• [Complete the following]:
1) Decide whether each statement below agrees with the article on Stark County storm preparations. For each, answer yes or no and quote the words from the article that decide it.
(a) The roads department has more than 20 people clearing roads during the day.
(b) Heiser told residents to be ready to be blocked in for about a week.
(c) Oestreich said the county has already had a bad three or four-day blizzard.
2) According to the article on Stark County storm preparations, how many motor graders does the roads department run every storm?
3) Extend the article on Stark County storm preparations by writing what comes after its last sentence.

• [Text to read]:
>> BEGIN

Weather Forecast


Storm prep

Snow drifts continue to dump snow back onto county roads making plowing more difficult. Photo by Ellie Potter/The Dickinson Press. 1 / 3
Stark County officials warn that the winter storms could become much worse in the coming months. Photo by Ellie Potter/The Dickinson Press. 2 / 3
The Stark County Roads Department cautioned residents that the snow buildup could delay their response time in coming snowstorms. Photo by Ellie Potter/The Dickinson Press. 3 / 3

Stark County officials caution residents that, though the area has suffered harsh winter weather, the county has yet to see the worst of North Dakota storms, in a meeting on Wednesday.

They urged citizens to stock up on groceries and emergency supplies in the event of power outages or blocked roadways. People have been barricaded in their residences without electricity for days in the past, said Al Heiser, the county's roads superintendent.

"So people have to be a little bit prepared, to stock up on a few groceries," he said. "Be prepared to be blocked in maybe for two to three days depending on the type of storm. We're pretty early in our snow season yet."

Sheriff Terry Oestreich said county residents need to take some personal responsibility in ensuring they and their families have the necessary supplies to brave the storms to come.

"We've had some bad snowstorms, but we really haven't had a bad three or four-day blizzard, and that's a real reality here," Oestreich said. "If you moved here from Tennessee or from Georgia or Oklahoma, that's a reality here, and electricity can be out for three or four days. No matter how hard those guys work, that can happen."

The roads department currently has more than 20 people working and operating machines to clear the roads during the day, Heiser said. The problem is that there is already so much snow on the ground that the wind blows around causing snow drifts in the roads. When the ditches are full or the snow is piled up beside the roadways it makes it easier for snow to drift back across and narrows the path.

"We're trying to get there as efficiently as we can," Heiser said. "I mean we're running 12 motor graders, three loaders and three and four plow trucks every storm when it hits. ... What we need is we need a break. We need a little bit of time, not necessarily to clear the roads off but to go out and push back, widen the spots that are crowding in."

>> END

• [Data section]:

>> BEGIN

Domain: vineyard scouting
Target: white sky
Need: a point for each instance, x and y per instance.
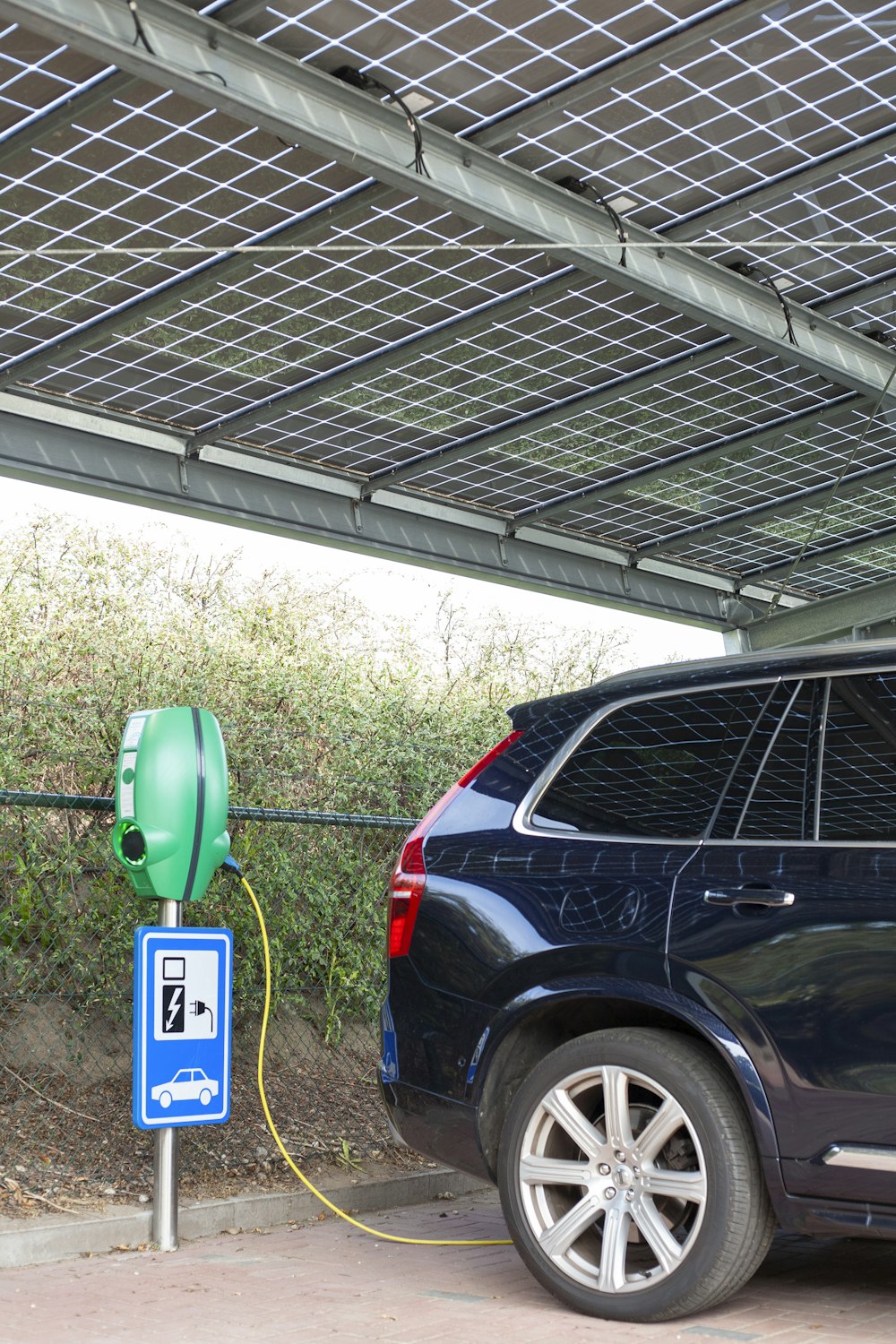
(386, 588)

>> END
>> BEGIN

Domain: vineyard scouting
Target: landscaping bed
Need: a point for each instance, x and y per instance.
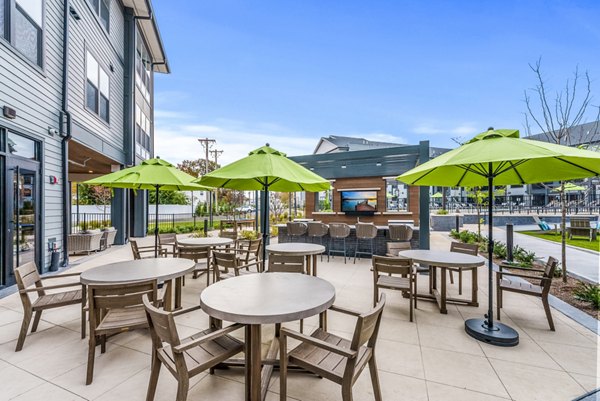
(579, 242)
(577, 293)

>> END

• [Final answers]:
1)
(a) Yes: "The roads department currently has more than 20 people working and operating machines to clear the roads during the day"
(b) No: "Be prepared to be blocked in maybe for two to three days depending on the type of storm."
(c) No: "we really haven't had a bad three or four-day blizzard"

2) 12 motor graders.

3)
As a result of the snow buildup, it will take the county longer to dig people out, Heiser said.

He also asked that citizens refrain from piling up the snow from their driveways, walkways and yards on the sides of the road because snowplows can hit these frozen mounds and spin into ditches.

Piling up the snow is considered a Class B misdemeanor and can result in a fine of up to $1,000 and 30 days in jail. Violators may also be subjected to paying the costs of damages to the equipment or operator.

However, Heiser noted that his crew will respond immediately if they are called to help plow a path for emergency services. In the past, members of the roads department slept in the shop in order to be available for an emergency situation during a winter storm, he said.

"If it's an emergency, I don't care if it's day or night, we're going to go, but groceries is something that can be prevented from happening," Heiser said.

The officials also asked that residents respect the no travel advisories and only take to the roads if they are essential personnel or if there is an emergency. Oestreich said he has had officers helping pull people out who were simply driving around town for fun during a storm. He said such decisions put the emergency responders in danger as well.

"A little common sense goes a long ways," Heiser said. "If people venture out to get somewhere in a major blizzard, it's not only their life that they're putting in jeopardy, it's the guy that has to come and rescue them too."

Oestreich also cautioned drivers to slow down and give themselves extra reaction time when slowing down or turning to decrease their chances of sliding.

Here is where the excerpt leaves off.